[TEXT PASSAGE]
· · · ·

Efficient Pre-Training with Token Superposition
Bowen Peng, Théo Gigant, Jeffrey Quesnelle
- Published
- May 7, 2026 — 16:41 UTC
- Summary length
- 412 words
- Relevance score
- 80%
Problem
This paper addresses the inefficiencies in the pre-training of Large Language Models (LLMs), which often require substantial computational resources and time. The authors highlight that existing methods necessitate complex modifications to achieve high data throughput, which can hinder scalability. This work presents Token-Superposition Training (TST) as a novel approach to enhance pre-training efficiency without altering the model architecture, optimizer, tokenizer, or data. Notably, this is a preprint and has not undergone peer review.

· · · ·

[DATA BLOCK]
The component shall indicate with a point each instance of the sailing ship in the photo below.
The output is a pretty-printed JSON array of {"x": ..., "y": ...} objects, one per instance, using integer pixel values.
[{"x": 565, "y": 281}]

· · · ·

[WHAT TO WORK ON] Please condense the paragraph of the paper summary above that begins "This paper addresses the inefficiencies" into a short bulleted list that keeps its main facts.

[EXPECTED ANSWER]
- Pre-training Large Language Models (LLMs) is inefficient and often needs substantial computational resources and time.
- Existing methods require complex modifications to reach high data throughput, which can hinder scalability.
- The paper introduces Token-Superposition Training (TST) to improve pre-training efficiency without changing the model architecture, optimizer, tokenizer, or data.
- The work is a preprint and has not been peer reviewed.